* _Given request_: Copy every line of the records below exactly as they appear, but leave out the pictures.

======== The records

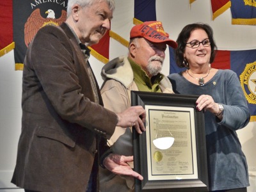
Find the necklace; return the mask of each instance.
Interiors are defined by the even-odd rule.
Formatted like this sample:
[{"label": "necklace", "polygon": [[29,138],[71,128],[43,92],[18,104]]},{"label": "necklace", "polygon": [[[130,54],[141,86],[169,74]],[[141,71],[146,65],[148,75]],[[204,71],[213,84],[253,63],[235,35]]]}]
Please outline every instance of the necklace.
[{"label": "necklace", "polygon": [[206,75],[205,77],[194,77],[191,74],[189,74],[188,69],[187,69],[187,72],[188,72],[188,74],[189,75],[190,77],[193,77],[194,79],[198,79],[199,86],[204,86],[204,78],[205,78],[206,77],[207,77],[209,76],[209,74],[210,73],[210,70],[208,69],[208,74]]}]

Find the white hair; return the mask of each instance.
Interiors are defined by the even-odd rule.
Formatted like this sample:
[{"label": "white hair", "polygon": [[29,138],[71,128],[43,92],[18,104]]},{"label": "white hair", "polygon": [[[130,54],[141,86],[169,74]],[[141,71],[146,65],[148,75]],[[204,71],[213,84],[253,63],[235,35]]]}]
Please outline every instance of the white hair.
[{"label": "white hair", "polygon": [[99,3],[102,1],[105,1],[108,4],[109,10],[114,11],[115,7],[115,0],[68,0],[67,8],[67,17],[70,15],[72,8],[76,4],[79,4],[83,8],[86,6],[90,6],[95,3]]}]

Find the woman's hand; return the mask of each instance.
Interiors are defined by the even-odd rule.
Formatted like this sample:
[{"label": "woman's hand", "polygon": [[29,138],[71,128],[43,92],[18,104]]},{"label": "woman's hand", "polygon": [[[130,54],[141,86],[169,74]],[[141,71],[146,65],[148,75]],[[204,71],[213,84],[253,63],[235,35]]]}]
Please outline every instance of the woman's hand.
[{"label": "woman's hand", "polygon": [[218,103],[215,102],[212,96],[208,95],[202,95],[196,100],[196,109],[204,111],[209,111],[211,113],[218,114],[220,108]]}]

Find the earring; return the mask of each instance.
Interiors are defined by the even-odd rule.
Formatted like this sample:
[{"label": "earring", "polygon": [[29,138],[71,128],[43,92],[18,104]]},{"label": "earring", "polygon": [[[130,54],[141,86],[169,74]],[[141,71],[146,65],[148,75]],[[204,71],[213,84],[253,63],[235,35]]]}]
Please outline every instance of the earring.
[{"label": "earring", "polygon": [[186,68],[188,68],[188,63],[187,60],[185,58],[183,60],[183,66],[186,67]]}]

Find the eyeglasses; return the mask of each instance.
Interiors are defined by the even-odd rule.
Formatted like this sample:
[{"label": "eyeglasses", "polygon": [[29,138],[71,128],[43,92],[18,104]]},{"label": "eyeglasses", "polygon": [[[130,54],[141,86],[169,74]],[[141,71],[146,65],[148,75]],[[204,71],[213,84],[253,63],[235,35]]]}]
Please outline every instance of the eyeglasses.
[{"label": "eyeglasses", "polygon": [[187,46],[192,49],[195,49],[199,47],[200,44],[202,44],[202,45],[203,45],[204,47],[209,47],[211,45],[211,42],[209,38],[205,38],[203,40],[202,42],[195,40],[186,44],[186,45],[189,44],[191,47],[188,45]]}]

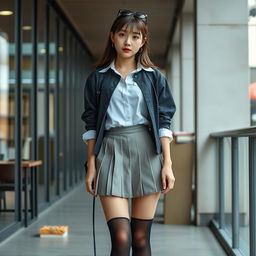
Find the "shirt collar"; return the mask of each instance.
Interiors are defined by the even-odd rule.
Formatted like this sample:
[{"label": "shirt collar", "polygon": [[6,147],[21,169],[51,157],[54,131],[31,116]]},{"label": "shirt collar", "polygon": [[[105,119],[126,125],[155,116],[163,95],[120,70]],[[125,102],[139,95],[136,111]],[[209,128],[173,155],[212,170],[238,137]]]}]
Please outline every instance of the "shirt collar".
[{"label": "shirt collar", "polygon": [[[115,68],[115,59],[106,68],[101,69],[99,72],[101,72],[101,73],[107,72],[110,68],[112,68],[116,73],[118,73],[118,71]],[[144,69],[146,71],[151,71],[151,72],[154,71],[153,68],[150,68],[150,67],[146,68],[146,67],[142,66],[140,61],[138,61],[136,71],[139,72],[141,69]]]}]

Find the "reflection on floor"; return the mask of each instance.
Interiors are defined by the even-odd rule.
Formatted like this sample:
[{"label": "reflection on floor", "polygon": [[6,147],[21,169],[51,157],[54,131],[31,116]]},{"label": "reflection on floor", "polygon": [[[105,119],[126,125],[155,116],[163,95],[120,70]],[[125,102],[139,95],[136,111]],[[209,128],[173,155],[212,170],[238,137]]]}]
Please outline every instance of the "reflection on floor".
[{"label": "reflection on floor", "polygon": [[[40,214],[37,222],[0,244],[5,256],[92,256],[92,203],[84,184]],[[97,256],[110,255],[109,231],[96,198]],[[43,225],[68,225],[67,238],[40,238],[38,229]],[[222,256],[226,255],[208,227],[164,225],[153,223],[151,231],[152,255],[166,256]]]}]

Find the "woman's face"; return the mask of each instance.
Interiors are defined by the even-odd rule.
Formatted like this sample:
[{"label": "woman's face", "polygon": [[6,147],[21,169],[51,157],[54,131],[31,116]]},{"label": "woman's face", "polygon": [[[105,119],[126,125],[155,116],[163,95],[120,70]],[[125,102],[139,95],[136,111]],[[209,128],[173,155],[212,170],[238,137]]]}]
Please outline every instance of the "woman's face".
[{"label": "woman's face", "polygon": [[134,56],[145,42],[141,31],[138,31],[136,28],[131,30],[130,25],[123,26],[119,32],[114,34],[110,32],[110,38],[115,45],[117,54],[123,58]]}]

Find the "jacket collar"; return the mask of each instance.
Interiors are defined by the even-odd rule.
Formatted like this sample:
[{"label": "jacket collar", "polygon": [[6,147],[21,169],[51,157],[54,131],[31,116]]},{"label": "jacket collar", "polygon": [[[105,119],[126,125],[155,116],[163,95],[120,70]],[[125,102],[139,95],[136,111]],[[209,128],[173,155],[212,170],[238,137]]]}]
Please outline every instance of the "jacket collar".
[{"label": "jacket collar", "polygon": [[[99,72],[101,72],[101,73],[107,72],[110,68],[113,69],[116,73],[118,73],[118,71],[115,68],[115,59],[106,68],[101,69]],[[138,61],[136,71],[139,72],[141,69],[144,69],[146,71],[151,71],[151,72],[153,71],[154,72],[153,68],[146,68],[146,67],[144,67],[140,64],[140,61]]]}]

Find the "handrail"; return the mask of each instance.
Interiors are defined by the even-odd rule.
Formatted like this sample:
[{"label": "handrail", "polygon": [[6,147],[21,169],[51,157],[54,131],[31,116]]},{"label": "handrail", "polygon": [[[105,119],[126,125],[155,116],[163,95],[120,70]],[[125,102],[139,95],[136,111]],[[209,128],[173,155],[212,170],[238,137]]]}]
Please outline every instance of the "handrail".
[{"label": "handrail", "polygon": [[[209,134],[214,138],[217,143],[218,151],[218,172],[219,172],[219,223],[213,219],[212,224],[214,230],[220,237],[221,241],[227,245],[228,251],[232,255],[238,255],[234,253],[234,250],[239,251],[241,246],[239,245],[239,138],[248,137],[249,146],[249,254],[250,256],[256,255],[256,126],[245,127],[234,130],[219,131]],[[225,158],[224,141],[225,137],[231,137],[231,194],[232,194],[232,241],[226,239],[223,235],[225,229],[225,162],[228,161]],[[244,247],[244,246],[243,246]],[[247,249],[247,248],[246,248]],[[240,254],[239,254],[240,255]]]},{"label": "handrail", "polygon": [[227,130],[210,133],[211,137],[251,137],[256,136],[256,126],[250,126],[235,130]]}]

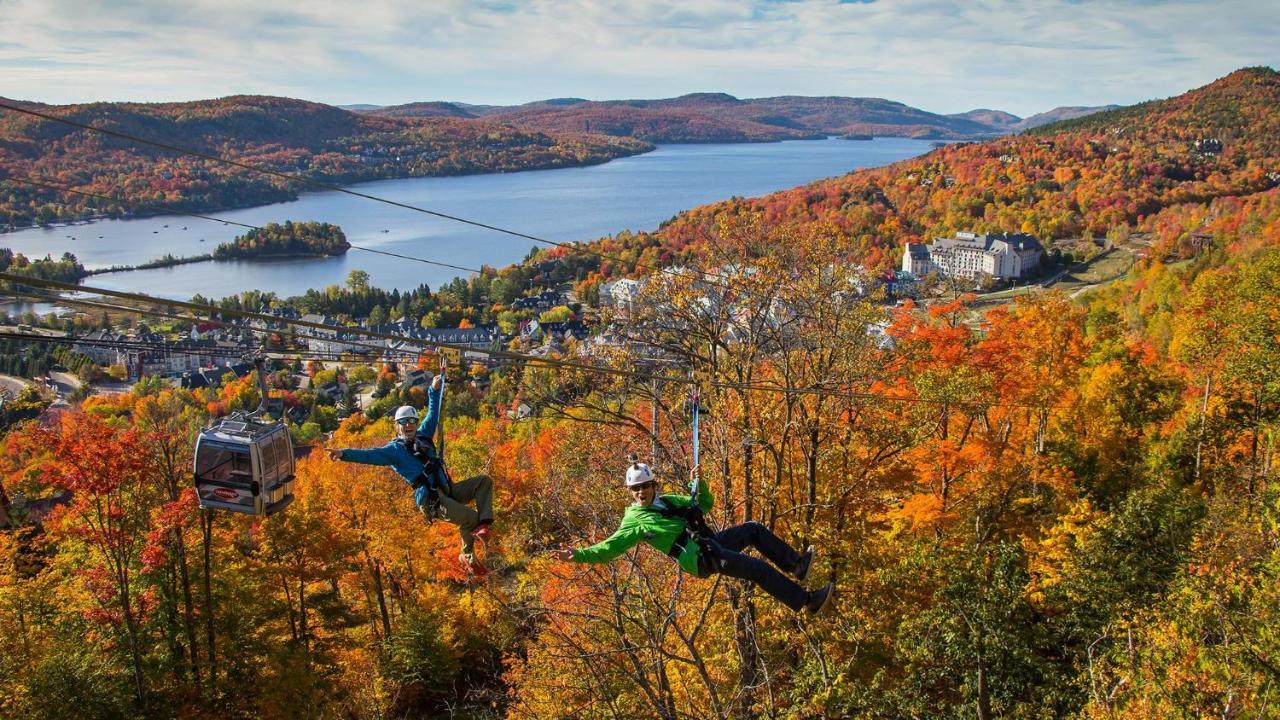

================

* _Answer to the task_:
Find the necklace; return the mask of each instance.
Interiors are defined by the even-odd rule.
Formatted like this sample:
[{"label": "necklace", "polygon": [[29,138],[71,128],[43,92],[18,104]]},{"label": "necklace", "polygon": [[[130,54],[141,86],[169,74]],[[141,71],[146,65],[148,75]],[[204,71],[213,84],[253,63],[235,35]]]}]
Please outline every instance of the necklace.
[{"label": "necklace", "polygon": [[206,75],[205,77],[194,77],[191,74],[189,74],[188,69],[187,69],[187,72],[188,72],[188,74],[189,75],[190,77],[193,77],[194,79],[198,79],[199,86],[204,86],[204,78],[205,78],[206,77],[207,77],[209,76],[209,74],[210,73],[210,70],[208,69],[208,74]]}]

Find the white hair; return the mask of each instance.
Interiors are defined by the even-odd rule.
Formatted like this sample:
[{"label": "white hair", "polygon": [[29,138],[71,128],[43,92],[18,104]]},{"label": "white hair", "polygon": [[[130,54],[141,86],[169,74]],[[141,71],[146,65],[148,75]],[[204,71],[213,84],[253,63],[235,35]]]}]
Please outline every instance of the white hair.
[{"label": "white hair", "polygon": [[99,3],[102,1],[105,1],[108,4],[109,10],[114,11],[115,7],[115,0],[68,0],[67,8],[67,17],[70,15],[72,8],[76,4],[79,4],[83,8],[86,6],[90,6],[95,3]]}]

Find the woman's hand; return the mask of each instance.
Interiors are defined by the even-odd rule.
Formatted like this sample:
[{"label": "woman's hand", "polygon": [[29,138],[71,128],[43,92],[18,104]]},{"label": "woman's hand", "polygon": [[[130,54],[141,86],[169,74]],[[141,71],[146,65],[148,75]],[[204,71],[213,84],[253,63],[235,35]]]}]
Please outline every instance of the woman's hand.
[{"label": "woman's hand", "polygon": [[218,103],[215,102],[212,96],[208,95],[202,95],[196,100],[196,109],[204,111],[209,111],[211,113],[218,114],[220,108]]}]

Find the earring; return the mask of each instance.
Interiors are defined by the even-odd rule.
Formatted like this sample:
[{"label": "earring", "polygon": [[29,138],[71,128],[43,92],[18,104]]},{"label": "earring", "polygon": [[[130,54],[141,86],[169,74]],[[141,71],[146,65],[148,75]],[[204,71],[213,84],[253,63],[235,35]]]}]
Please outline every instance of the earring.
[{"label": "earring", "polygon": [[186,68],[188,68],[188,63],[187,60],[185,58],[183,60],[183,66],[186,67]]}]

Find the eyeglasses; return the mask of each instance.
Interiors are defined by the even-odd rule.
Formatted like this sample:
[{"label": "eyeglasses", "polygon": [[29,138],[71,128],[43,92],[18,104]]},{"label": "eyeglasses", "polygon": [[[130,54],[141,86],[169,74]],[[141,71],[146,65],[148,75]],[[204,71],[213,84],[253,63],[235,35]]]}]
Please outline every instance of the eyeglasses.
[{"label": "eyeglasses", "polygon": [[187,46],[192,49],[195,49],[199,47],[200,44],[202,44],[202,45],[203,45],[204,47],[209,47],[211,45],[211,42],[209,38],[205,38],[203,40],[202,42],[195,40],[186,44],[186,45],[189,44],[191,47],[188,45]]}]

Find the "shirt collar"; return the mask of each instance.
Interiors are defined by the even-odd rule.
Formatted like this sample:
[{"label": "shirt collar", "polygon": [[6,147],[21,169],[51,157],[54,131],[31,116]]},{"label": "shirt collar", "polygon": [[[105,119],[126,125],[155,116],[163,95],[120,70]],[[125,102],[139,95],[136,111]],[[209,128],[173,155],[212,170],[238,137]]]}]
Please outline every instance of the "shirt collar".
[{"label": "shirt collar", "polygon": [[[115,68],[115,59],[106,68],[101,69],[99,72],[101,72],[101,73],[107,72],[110,68],[112,68],[116,73],[118,73],[118,71]],[[144,69],[146,71],[151,71],[151,72],[154,71],[153,68],[150,68],[150,67],[146,68],[146,67],[142,66],[140,61],[138,61],[136,71],[139,72],[141,69]]]}]

Find the "reflection on floor"; return the mask of each instance.
Interiors are defined by the even-odd rule.
Formatted like this sample:
[{"label": "reflection on floor", "polygon": [[6,147],[21,169],[51,157],[54,131],[31,116]]},{"label": "reflection on floor", "polygon": [[[105,119],[126,125],[155,116],[163,95],[120,70]],[[125,102],[139,95],[136,111]],[[209,128],[173,155],[212,170],[238,137]]]}]
Please outline every instance of the "reflection on floor".
[{"label": "reflection on floor", "polygon": [[[40,214],[37,222],[0,244],[5,256],[92,256],[92,203],[84,184]],[[97,256],[110,255],[109,231],[96,198]],[[43,225],[68,225],[67,238],[40,238],[38,229]],[[222,256],[226,255],[208,227],[164,225],[153,223],[151,231],[152,255],[166,256]]]}]

Find the "woman's face"; return the mask of each instance.
Interiors are defined by the even-odd rule.
Formatted like this sample:
[{"label": "woman's face", "polygon": [[6,147],[21,169],[51,157],[54,131],[31,116]]},{"label": "woman's face", "polygon": [[[105,119],[126,125],[155,116],[163,95],[120,70]],[[125,102],[139,95],[136,111]],[[209,128],[173,155],[212,170],[238,137]]]}]
Please outline every instance of the "woman's face".
[{"label": "woman's face", "polygon": [[134,56],[145,42],[141,31],[138,31],[136,28],[131,30],[130,25],[123,26],[119,32],[114,34],[110,32],[110,38],[115,45],[117,54],[123,58]]}]

Find the "jacket collar"; return the mask of each instance.
Interiors are defined by the even-odd rule.
Formatted like this sample:
[{"label": "jacket collar", "polygon": [[6,147],[21,169],[51,157],[54,131],[31,116]]},{"label": "jacket collar", "polygon": [[[105,119],[126,125],[155,116],[163,95],[120,70]],[[125,102],[139,95],[136,111]],[[209,128],[173,155],[212,170],[238,137]]]}]
Please outline every instance of the "jacket collar".
[{"label": "jacket collar", "polygon": [[[99,72],[101,72],[101,73],[107,72],[110,68],[113,69],[116,73],[118,73],[118,71],[115,68],[115,59],[106,68],[101,69]],[[138,61],[136,71],[139,72],[141,69],[144,69],[146,71],[151,71],[151,72],[153,71],[154,72],[153,68],[146,68],[146,67],[144,67],[140,64],[140,61]]]}]

Find the "handrail"; return the mask of each instance.
Interiors are defined by the even-odd rule.
Formatted like this sample:
[{"label": "handrail", "polygon": [[6,147],[21,169],[51,157],[54,131],[31,116]]},{"label": "handrail", "polygon": [[[105,119],[126,125],[155,116],[163,95],[120,70]],[[125,102],[139,95],[136,111]],[[209,128],[173,155],[212,170],[238,137]]]}]
Please outline every instance of the "handrail".
[{"label": "handrail", "polygon": [[[209,134],[214,138],[217,143],[218,151],[218,172],[219,172],[219,223],[213,219],[212,224],[214,230],[220,237],[221,241],[227,245],[228,251],[232,255],[238,255],[234,253],[234,250],[239,251],[241,246],[239,245],[239,138],[248,137],[249,146],[249,254],[250,256],[256,255],[256,126],[245,127],[234,130],[219,131]],[[225,158],[224,141],[225,137],[231,137],[231,194],[232,194],[232,241],[226,239],[223,235],[225,229],[225,162],[228,161]],[[244,247],[244,246],[243,246]],[[247,249],[247,248],[246,248]],[[240,254],[239,254],[240,255]]]},{"label": "handrail", "polygon": [[227,130],[210,133],[211,137],[251,137],[256,136],[256,126],[250,126],[235,130]]}]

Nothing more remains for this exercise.